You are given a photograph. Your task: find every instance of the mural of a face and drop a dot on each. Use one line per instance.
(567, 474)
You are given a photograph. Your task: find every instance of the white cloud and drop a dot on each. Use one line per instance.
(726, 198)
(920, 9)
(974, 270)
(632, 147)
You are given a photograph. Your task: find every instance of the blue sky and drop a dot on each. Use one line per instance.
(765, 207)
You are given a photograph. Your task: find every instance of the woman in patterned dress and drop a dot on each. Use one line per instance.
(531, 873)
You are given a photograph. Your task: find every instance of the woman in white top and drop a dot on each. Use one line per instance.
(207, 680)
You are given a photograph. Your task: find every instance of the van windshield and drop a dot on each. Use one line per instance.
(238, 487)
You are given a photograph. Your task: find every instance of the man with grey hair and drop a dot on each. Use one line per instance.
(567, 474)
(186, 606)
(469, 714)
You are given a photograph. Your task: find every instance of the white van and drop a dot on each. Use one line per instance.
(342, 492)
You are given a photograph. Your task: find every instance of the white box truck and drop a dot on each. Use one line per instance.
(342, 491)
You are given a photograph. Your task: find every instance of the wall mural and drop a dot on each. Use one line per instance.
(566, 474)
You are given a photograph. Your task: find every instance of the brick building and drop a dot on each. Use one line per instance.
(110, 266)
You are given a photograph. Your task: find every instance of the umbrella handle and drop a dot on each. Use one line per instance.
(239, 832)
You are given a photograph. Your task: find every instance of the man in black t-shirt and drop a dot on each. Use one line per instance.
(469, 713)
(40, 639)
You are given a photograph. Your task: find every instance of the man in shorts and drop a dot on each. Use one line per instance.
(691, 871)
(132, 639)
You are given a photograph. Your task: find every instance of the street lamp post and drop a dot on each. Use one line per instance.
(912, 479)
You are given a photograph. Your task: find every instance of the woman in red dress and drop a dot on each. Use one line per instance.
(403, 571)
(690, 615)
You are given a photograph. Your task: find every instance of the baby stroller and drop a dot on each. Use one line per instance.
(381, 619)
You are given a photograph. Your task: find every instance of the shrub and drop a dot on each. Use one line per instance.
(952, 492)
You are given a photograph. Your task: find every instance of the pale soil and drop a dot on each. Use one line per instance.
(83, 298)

★ ★ ★ ★ ★

ASSIGNMENT:
Copy out the data shown above without altering anything.

RESPONSE TO THIS EXERCISE:
You are given a photograph. Your task: find every instance of the mural of a face and drop a dot on each. Use one line per instance.
(567, 474)
You are given a photograph. Your task: find every instance of the white cloud and drop a dot on each. Use one line per instance.
(726, 198)
(920, 9)
(974, 270)
(632, 147)
You are given a photograph. Your task: find every instance of the blue sky and drop a dot on each. Use one line per instance.
(765, 207)
You are given a photograph. Your task: find every instance of the woman in patterned dress and drop a dot on each. Use one line per instance.
(531, 873)
You are given a photograph. Your task: find every instance of the woman in white top and drop a dot on each. Use one line per instance.
(207, 680)
You are given a photograph. Your task: find every instance of the van windshield and drop a dot on each. Use one line per instance.
(238, 487)
You are given a photograph. Your task: find every instance of the man with grey hair and drop a dot on each. Use one line per instance.
(567, 474)
(186, 606)
(469, 714)
You are given a photograph. Your task: find every instance of the white van and drop a dot on each. Use one line per instance.
(342, 492)
You are given a photograph. Your task: find every instance of the white box truck and drop a dot on each. Use one line per instance.
(342, 491)
You are given a photograph. Your task: find every instance of the wall mural and drop a dot on each. Use one line per instance.
(566, 474)
You are given a photograph. Your task: find every instance of the brick building and drop a dot on each. Use one line per instance.
(110, 266)
You are given a photograph. Your task: find every instance of the umbrella handle and drop a dot on each. Use one line per instance.
(239, 832)
You are given a photograph. Your task: find every instance of the man in black t-shirt and drop a dot on each. Use one line per instance.
(469, 713)
(40, 639)
You are given a photograph. Your task: find every instance of the man in shorts and drop a dot on each. Use one line per instance.
(691, 871)
(132, 639)
You are given a photograph. Your task: find every instance of the street lamp post and drop a dot on each. Use one line per instance.
(912, 479)
You are given a photograph. Your task: find every instance of the woman in red dress and drop a dot on each. Use one line per instance.
(403, 571)
(690, 615)
You are given a photograph. Your task: find every instance of the baby stroller and drop a dot on each. Use one line per instance.
(381, 619)
You are given a photograph. Your task: find every instance of the shrub and drop a dot on each. Use one line per instance.
(952, 492)
You are given a photograph. Your task: find every instance of the pale soil and drop a dot on each. Use one line per instance.
(83, 298)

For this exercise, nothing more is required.